Convert all of the data below into a numbered list, leaving out any blank lines.

+-------+

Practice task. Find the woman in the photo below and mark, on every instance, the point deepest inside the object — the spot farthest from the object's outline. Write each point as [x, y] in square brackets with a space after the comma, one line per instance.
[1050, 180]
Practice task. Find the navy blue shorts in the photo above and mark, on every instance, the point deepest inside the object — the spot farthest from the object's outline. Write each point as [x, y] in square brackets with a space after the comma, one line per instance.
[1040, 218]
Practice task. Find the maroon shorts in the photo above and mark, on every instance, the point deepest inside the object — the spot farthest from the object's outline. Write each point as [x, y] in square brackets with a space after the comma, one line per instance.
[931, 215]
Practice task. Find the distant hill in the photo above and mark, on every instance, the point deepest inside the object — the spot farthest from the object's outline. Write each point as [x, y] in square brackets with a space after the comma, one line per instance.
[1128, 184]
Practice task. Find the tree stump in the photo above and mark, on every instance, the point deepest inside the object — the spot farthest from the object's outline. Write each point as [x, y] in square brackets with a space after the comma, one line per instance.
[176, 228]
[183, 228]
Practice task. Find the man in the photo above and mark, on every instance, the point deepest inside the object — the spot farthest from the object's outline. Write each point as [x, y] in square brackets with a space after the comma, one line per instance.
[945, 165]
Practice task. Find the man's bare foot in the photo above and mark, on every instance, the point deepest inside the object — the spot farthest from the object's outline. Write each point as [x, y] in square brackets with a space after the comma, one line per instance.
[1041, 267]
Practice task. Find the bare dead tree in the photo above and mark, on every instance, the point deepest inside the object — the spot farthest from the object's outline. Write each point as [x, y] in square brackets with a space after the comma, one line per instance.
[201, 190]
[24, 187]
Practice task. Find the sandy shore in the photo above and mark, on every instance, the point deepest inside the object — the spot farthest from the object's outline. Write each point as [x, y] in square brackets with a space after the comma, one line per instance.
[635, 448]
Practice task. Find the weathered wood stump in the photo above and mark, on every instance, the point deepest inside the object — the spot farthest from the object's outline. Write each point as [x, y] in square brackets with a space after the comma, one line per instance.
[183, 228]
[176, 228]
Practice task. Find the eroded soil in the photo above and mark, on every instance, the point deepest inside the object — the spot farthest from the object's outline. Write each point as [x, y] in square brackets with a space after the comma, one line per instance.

+-------+

* **OUTPUT FOR THIS EXERCISE**
1. Practice task. Find the woman in the photo below and mark, on every instance, the point deepest inside the object — the spot farthest from the object's outline. Write each point as [x, y] in square brackets with a space after the comma, one line per instance.
2. [1050, 180]
3. Practice task. Find the navy blue shorts in the photo above and mark, on every instance, the point deepest inside the object — the spot farthest from the object's outline. Write each point as [x, y] in square brackets with a space after the comma, one line per instance.
4. [1040, 218]
5. Practice task. Find the maroon shorts in the photo above and mark, on every instance, the point deepest inside the object — the spot farthest from the object's outline. Write each point as [x, y] in square brackets with a space after the comma, one line per instance.
6. [931, 215]
7. Practice task. Find the distant hill in the photo above and mark, on every instance, the point deepest inside the object — the spot farthest from the object's outline. Write each point as [x, y] in square brackets with a space after the comma, one line per instance.
8. [1128, 184]
9. Practice task. Find the tree stump in the photo above and mark, on every instance, the point deepest inside the object — the spot farthest from the object's outline. Write each point as [x, y] in square brackets with a space after the comma, one line per instance.
10. [176, 228]
11. [183, 228]
12. Practice task. Find the man in the photo above and mark, on every instance, the point deepest inside the object — the spot farthest from the object's outline. Write each point as [x, y] in square brackets with a space after the comma, one line per instance.
13. [945, 165]
14. Practice task. Find the man's bare foot in the photo above and mark, on every instance, the point deepest inside the object — the spot farthest from the object's outline. Write each point as [x, y] in square brackets with a space after the comma, one line per instance.
15. [1041, 267]
16. Practice task. Find the bare dead tree in the photo above and mark, on every instance, the point deepest inside the object — the spot farthest from the object's outline. Write each point as [x, y] in square brackets with a space after the comma, one line per instance.
17. [201, 190]
18. [24, 187]
19. Practice task. Find the sandy shore in the photo above and mark, on every instance, the point deepest inside the object — the spot farthest from the object's outline. Write each point as [x, y] in square brackets with a space after the comma, one line per instance.
20. [635, 448]
21. Practice task. Find the weathered wood stump in the photo above and mark, on every instance, the point deepest inside the object — the spot farthest from the object's outline. Write each point as [x, y] in square brackets with a space after the comma, one line per instance.
22. [183, 228]
23. [176, 228]
24. Practice task. Find the eroded soil in the photo above and mark, on every instance, the point deepest inside the object — the spot farthest from the object's outline. Write each point as [x, y] in square brackets with a space after the comma, one line per instance.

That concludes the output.